Como era de esperar, as televisões, no seu frenesim pavloviano, mostraram-nos mais não sei quantos braços e agulhas, desta vez de professores e outros profissionais escolares (eu já acho que conheço umas boas centenas, tantas vezes são repetidas tais cenas!).
Não questiono a necessidade da sua vacinação à frente de outros grupos, ainda que me custe a perceber qual é a intensidade do risco se comparada, por exemplo, com pessoas que exercem a função de caixa nos supermercados ou com o pessoal das farmácias.
Mas, o que de todo não compreendo é subverter a ordem prevista, à frente de muitas pessoas de idade ou com doenças associadas, nomeadamente com mais de 80 anos (e não são poucas), que ainda esperam a sua chamada.
Há menos vacinas disponíveis por um contrato “angélico” que a douta Comissão Europeia firmou com os tudo menos angélicos laboratórios? Sim, é verdade. Então, se há menos vacinas disponíveis, aumentam-se os grupos a recebê-las na fase 1? Eis, assim, em poucas palavras, este paradoxo vacinal em marcha.
Até agora dizia-se que havia falta de técnicos para vacinar e algumas insuficiências logísticas. Com o pessoal das escolas, tudo se modificou e fala-se de “vacinação em massa”. Muito bem, é de aplaudir. Então porque não antes quando se tratava apenas das pessoas mais velhas?
Enquanto os governantes e as autoridades públicas continuam a descobrir aspectos simbólicos para estarem presentes na “festarola” da vacinação (a primeira vacina aqui, a primeira vacina acolá, a vacina número x, a vacina um milhão, a vacina deste grupo ou daquele, etc.), com a companhia de câmaras sempre ávidas para filmar “picas” e dar palco político ao acontecimento, esta perversão feita de atrasos, dificuldades e ultrapassagens é de uma grande afronta para com a população mais velha e necessitada. Um despudor só possível porque os velhos não são força de pressão, não têm sindicatos temíveis, não são um alvo eleitoral (inacreditável como todos os partidos não reagem, certamente olhando utilitariamente para a força do voto de outros grupos…) e a sua morte é encarada, no plano geral, apenas como mais uma estatística anestesiante, acolitada pelo discurso da hipocrisia e pela indiferença da desmemória.

* * *

TAREFA A REALIZAR: Pode reescrever o texto sobre a vacinação, de "Há menos vacinas disponíveis por" a "pessoas mais velhas?", alterando "técnicos" para "enfermeiros"?

* * *

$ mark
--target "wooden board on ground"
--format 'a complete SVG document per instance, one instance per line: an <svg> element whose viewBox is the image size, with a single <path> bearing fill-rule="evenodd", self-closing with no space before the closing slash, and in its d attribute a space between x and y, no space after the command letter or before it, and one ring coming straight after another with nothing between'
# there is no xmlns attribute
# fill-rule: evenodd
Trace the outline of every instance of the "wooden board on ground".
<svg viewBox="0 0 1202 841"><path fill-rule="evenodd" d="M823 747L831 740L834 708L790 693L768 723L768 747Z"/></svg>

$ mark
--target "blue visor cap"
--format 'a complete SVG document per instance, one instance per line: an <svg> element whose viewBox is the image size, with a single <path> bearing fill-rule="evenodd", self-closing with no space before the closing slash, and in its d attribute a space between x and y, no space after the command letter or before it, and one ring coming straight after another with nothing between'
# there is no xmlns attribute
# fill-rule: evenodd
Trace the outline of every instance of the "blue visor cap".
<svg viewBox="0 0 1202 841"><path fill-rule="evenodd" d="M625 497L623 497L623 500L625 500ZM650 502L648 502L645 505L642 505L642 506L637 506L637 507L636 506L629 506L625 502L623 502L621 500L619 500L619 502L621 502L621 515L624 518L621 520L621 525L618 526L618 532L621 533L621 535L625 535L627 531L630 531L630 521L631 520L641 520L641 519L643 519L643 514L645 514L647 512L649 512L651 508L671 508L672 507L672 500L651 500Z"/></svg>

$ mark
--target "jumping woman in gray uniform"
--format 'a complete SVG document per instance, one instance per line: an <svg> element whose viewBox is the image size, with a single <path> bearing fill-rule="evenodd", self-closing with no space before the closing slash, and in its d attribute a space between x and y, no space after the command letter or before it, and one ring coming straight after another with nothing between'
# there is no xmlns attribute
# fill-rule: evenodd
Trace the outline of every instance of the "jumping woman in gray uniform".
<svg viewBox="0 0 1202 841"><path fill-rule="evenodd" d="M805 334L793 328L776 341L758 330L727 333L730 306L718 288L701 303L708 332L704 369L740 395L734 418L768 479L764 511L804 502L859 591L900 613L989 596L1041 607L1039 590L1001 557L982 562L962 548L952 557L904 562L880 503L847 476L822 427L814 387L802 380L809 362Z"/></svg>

* * *

A SUA SOLUÇÃO:
Há menos vacinas disponíveis por um contrato “angélico” que a douta Comissão Europeia firmou com os tudo menos angélicos laboratórios? Sim, é verdade. Então, se há menos vacinas disponíveis, aumentam-se os grupos a recebê-las na fase 1? Eis, assim, em poucas palavras, este paradoxo vacinal em marcha.
Até agora dizia-se que havia falta de enfermeiros para vacinar e algumas insuficiências logísticas. Com o pessoal das escolas, tudo se modificou e fala-se de “vacinação em massa”. Muito bem, é de aplaudir. Então porque não antes quando se tratava apenas das pessoas mais velhas?